** SUPPLIED MATERIAL follows **
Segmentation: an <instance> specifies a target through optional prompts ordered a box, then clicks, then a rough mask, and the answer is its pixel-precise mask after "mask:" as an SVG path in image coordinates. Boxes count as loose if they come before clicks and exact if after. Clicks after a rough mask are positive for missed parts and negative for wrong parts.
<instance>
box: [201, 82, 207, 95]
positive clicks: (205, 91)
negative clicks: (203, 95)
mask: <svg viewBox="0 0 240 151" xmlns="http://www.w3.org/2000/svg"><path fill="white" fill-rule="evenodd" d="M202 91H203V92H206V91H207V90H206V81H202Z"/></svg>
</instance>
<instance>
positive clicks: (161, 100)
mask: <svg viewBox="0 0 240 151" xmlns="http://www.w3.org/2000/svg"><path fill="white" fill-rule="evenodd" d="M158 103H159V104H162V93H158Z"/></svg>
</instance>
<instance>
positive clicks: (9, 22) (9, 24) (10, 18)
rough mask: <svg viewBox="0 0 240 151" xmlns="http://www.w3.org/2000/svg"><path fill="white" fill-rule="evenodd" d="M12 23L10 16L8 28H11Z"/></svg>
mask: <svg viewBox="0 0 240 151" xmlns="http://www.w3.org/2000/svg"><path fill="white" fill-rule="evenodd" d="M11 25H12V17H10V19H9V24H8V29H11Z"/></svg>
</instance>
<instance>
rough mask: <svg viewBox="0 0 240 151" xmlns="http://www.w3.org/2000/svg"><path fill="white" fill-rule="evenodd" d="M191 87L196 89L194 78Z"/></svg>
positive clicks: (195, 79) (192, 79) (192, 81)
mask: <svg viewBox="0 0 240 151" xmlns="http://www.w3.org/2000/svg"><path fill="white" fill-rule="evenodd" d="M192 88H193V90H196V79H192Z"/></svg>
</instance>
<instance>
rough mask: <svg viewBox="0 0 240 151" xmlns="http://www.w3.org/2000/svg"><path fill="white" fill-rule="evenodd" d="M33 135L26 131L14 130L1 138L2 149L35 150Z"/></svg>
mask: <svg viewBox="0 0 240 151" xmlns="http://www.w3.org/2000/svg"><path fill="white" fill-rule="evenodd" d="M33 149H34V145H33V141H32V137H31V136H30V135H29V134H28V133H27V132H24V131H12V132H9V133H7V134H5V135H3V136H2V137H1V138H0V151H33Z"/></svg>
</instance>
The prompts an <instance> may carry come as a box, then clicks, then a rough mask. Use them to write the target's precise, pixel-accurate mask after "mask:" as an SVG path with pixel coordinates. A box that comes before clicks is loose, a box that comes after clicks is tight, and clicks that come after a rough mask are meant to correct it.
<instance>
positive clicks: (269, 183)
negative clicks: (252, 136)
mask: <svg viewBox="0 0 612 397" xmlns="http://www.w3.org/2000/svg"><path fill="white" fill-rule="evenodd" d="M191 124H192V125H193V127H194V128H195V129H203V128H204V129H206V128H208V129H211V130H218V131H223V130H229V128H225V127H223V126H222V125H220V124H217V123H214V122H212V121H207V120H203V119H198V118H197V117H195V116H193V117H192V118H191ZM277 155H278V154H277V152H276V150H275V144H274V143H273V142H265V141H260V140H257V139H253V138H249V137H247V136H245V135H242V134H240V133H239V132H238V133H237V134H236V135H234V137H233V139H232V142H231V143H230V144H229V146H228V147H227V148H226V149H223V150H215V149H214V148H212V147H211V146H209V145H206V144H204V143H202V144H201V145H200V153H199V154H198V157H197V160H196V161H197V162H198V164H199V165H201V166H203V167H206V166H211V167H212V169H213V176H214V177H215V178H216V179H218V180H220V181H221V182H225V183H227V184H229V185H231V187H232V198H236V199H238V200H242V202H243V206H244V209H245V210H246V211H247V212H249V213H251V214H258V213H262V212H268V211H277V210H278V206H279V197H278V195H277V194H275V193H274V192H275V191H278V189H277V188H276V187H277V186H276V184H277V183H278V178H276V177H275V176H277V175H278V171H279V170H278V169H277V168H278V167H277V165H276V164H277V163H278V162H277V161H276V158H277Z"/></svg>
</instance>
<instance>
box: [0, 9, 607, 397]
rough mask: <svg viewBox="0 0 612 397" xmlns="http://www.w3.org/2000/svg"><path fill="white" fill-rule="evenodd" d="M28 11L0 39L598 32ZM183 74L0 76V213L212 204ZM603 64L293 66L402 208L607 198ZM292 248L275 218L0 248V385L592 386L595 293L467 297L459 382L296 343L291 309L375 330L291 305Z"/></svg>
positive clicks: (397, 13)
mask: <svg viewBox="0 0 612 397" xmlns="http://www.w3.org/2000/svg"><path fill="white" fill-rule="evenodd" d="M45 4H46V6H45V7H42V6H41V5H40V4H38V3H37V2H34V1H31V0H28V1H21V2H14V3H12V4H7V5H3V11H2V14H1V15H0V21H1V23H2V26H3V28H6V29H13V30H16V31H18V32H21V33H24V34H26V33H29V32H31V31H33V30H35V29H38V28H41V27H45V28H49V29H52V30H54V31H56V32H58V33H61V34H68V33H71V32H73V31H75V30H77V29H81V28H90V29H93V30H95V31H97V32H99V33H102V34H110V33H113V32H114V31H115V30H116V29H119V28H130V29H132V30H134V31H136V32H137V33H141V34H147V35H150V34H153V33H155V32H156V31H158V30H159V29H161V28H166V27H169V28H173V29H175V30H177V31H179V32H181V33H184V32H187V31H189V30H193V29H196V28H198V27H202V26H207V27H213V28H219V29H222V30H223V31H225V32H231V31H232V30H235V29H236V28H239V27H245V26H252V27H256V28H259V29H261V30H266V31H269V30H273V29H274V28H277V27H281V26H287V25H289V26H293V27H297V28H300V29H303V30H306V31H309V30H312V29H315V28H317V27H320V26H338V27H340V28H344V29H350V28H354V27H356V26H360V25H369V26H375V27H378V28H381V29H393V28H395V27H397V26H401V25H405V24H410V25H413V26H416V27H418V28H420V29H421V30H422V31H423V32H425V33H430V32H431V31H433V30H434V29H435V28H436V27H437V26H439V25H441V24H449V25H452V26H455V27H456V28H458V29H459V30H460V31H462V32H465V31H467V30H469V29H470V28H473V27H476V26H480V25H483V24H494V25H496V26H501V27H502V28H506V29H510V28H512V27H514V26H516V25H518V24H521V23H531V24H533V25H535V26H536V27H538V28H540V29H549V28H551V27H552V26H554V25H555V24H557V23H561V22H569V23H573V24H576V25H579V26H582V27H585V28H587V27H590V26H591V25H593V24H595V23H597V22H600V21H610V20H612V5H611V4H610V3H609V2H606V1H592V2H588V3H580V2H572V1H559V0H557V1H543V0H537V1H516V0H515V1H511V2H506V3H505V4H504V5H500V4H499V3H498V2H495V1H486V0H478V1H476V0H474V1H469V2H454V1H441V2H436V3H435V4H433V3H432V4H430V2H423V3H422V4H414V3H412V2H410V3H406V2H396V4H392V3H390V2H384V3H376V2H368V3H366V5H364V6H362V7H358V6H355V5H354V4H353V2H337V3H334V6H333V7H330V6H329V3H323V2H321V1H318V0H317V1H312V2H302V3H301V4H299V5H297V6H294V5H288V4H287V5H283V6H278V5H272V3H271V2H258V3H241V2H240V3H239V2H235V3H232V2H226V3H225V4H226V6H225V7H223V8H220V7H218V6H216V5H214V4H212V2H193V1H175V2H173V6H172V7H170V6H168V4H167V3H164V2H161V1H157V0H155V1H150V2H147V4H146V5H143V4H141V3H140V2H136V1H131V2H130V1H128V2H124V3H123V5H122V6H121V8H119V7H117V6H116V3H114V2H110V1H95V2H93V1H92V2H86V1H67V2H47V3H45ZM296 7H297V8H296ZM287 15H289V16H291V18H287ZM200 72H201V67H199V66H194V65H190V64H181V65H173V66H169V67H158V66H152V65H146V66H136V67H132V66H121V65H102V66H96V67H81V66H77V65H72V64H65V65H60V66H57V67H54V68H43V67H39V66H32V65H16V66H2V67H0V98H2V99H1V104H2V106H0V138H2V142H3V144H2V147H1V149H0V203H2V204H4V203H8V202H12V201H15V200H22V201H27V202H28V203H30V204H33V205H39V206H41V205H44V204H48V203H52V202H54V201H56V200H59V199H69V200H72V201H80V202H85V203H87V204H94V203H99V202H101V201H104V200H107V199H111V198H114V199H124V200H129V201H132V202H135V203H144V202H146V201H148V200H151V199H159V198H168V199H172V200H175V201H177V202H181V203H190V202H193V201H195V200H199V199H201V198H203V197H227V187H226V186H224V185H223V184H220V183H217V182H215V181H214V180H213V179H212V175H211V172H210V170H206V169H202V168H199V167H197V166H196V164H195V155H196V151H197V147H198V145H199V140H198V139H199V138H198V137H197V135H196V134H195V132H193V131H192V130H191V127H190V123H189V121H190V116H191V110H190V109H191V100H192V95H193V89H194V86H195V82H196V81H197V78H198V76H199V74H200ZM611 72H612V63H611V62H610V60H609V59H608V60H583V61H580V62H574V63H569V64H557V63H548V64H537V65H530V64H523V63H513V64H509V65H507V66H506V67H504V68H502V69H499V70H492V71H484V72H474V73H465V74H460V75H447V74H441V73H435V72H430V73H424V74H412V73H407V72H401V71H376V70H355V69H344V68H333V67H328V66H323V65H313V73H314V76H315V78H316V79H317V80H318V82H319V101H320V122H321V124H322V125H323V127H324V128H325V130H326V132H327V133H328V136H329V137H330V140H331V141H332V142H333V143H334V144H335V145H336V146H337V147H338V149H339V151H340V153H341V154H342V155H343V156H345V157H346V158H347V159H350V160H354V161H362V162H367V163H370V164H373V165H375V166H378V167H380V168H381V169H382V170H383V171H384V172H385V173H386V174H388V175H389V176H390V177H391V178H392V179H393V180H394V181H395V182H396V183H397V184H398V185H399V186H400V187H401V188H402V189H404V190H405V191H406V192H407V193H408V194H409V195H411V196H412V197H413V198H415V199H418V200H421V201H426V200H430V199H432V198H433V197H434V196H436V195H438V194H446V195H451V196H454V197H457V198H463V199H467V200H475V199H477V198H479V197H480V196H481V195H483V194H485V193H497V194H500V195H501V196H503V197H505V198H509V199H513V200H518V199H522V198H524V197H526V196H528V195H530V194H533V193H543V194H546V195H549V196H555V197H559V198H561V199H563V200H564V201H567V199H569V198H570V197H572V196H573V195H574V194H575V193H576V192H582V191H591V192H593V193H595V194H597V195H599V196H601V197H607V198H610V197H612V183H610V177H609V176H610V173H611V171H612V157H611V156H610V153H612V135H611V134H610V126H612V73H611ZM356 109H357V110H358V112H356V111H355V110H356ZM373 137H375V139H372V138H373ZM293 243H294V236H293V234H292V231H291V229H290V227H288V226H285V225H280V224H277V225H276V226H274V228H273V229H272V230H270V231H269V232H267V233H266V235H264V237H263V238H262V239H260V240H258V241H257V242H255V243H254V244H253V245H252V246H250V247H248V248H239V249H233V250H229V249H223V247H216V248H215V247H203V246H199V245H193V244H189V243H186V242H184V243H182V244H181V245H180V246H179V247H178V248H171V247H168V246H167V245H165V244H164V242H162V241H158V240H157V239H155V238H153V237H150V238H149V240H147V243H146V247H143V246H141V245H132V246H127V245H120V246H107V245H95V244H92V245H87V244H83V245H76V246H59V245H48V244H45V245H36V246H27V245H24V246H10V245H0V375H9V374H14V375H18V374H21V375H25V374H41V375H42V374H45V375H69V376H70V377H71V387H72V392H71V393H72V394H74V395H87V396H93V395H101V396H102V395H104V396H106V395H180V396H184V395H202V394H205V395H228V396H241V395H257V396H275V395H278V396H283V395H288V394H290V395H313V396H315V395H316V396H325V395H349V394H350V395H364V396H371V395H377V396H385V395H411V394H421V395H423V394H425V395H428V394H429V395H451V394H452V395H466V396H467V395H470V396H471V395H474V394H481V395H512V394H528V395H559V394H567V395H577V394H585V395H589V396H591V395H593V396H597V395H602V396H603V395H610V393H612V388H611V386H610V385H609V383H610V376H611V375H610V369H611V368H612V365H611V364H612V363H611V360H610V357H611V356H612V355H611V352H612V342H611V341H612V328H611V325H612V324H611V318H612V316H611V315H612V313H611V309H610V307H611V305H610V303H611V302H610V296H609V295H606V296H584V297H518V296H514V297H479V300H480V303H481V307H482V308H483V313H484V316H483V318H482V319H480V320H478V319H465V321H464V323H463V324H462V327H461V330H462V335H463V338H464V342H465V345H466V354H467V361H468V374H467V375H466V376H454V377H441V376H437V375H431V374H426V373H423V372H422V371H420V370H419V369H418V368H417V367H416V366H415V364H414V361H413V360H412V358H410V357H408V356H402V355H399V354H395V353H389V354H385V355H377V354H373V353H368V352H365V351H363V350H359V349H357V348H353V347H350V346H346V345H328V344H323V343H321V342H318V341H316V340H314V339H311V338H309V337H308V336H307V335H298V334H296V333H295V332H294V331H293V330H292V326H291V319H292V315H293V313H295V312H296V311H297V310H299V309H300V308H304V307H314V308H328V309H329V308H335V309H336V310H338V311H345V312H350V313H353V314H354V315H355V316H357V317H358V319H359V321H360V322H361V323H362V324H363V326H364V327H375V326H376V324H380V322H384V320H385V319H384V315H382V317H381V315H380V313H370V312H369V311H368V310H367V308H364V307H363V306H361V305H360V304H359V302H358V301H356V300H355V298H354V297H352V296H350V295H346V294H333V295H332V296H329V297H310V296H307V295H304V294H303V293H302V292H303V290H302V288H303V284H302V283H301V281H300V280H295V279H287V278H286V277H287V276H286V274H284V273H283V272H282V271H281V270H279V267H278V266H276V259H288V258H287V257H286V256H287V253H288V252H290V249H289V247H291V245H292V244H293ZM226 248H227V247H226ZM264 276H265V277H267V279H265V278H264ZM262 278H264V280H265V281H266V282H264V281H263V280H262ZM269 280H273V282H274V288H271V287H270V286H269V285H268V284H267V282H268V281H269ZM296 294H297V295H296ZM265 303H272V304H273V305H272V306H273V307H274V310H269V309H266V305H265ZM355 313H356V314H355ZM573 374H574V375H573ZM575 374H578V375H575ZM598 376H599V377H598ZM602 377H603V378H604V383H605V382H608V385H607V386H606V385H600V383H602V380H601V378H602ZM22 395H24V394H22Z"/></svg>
** End of SUPPLIED MATERIAL **
From the data above, keep only the lines that contain the string "rough". Uppercase and lowercase letters count as different.

Segmentation: an <instance> specifies a target through optional prompts ordered a box, then clicks, then a rough mask, and the answer is its pixel-precise mask after "mask:" as an SVG path in image coordinates. Boxes count as loose if they come before clicks and exact if after. Clicks after a rough mask are positive for missed parts and negative for wrong parts.
rough mask: <svg viewBox="0 0 240 151" xmlns="http://www.w3.org/2000/svg"><path fill="white" fill-rule="evenodd" d="M12 23L10 16L8 28H11Z"/></svg>
rough mask: <svg viewBox="0 0 240 151" xmlns="http://www.w3.org/2000/svg"><path fill="white" fill-rule="evenodd" d="M191 87L196 89L194 78Z"/></svg>
rough mask: <svg viewBox="0 0 240 151" xmlns="http://www.w3.org/2000/svg"><path fill="white" fill-rule="evenodd" d="M33 135L26 131L14 130L1 138L2 149L35 150Z"/></svg>
The prompts an <instance> may carry come as a box, then clicks, then a rough mask. Use them to write the target's precise, pixel-accurate mask after "mask:" as an SVG path with pixel coordinates. A box that comes before clicks is loose, a box that comes after clicks is tight, and clicks that come after a rough mask are meant to correct it.
rough mask: <svg viewBox="0 0 612 397" xmlns="http://www.w3.org/2000/svg"><path fill="white" fill-rule="evenodd" d="M28 11L0 39L598 32ZM183 74L0 76V213L212 204ZM603 64L293 66L402 208L607 198ZM292 248L275 218L0 248V385L592 386L595 293L467 297L459 382L296 343L291 309L375 330L291 305Z"/></svg>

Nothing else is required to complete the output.